Work instructions => Print every line of the data exactly as shown.

Referring expression pointing data
_ _ _ _ _
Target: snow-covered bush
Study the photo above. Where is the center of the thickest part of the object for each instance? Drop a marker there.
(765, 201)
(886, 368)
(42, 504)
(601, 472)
_ _ _ _ _
Exercise result =>
Target: snow-covered bush
Study the photo above. Where is the center of the thickest part of the object for each instance? Drop a marker there.
(765, 201)
(886, 368)
(42, 504)
(601, 472)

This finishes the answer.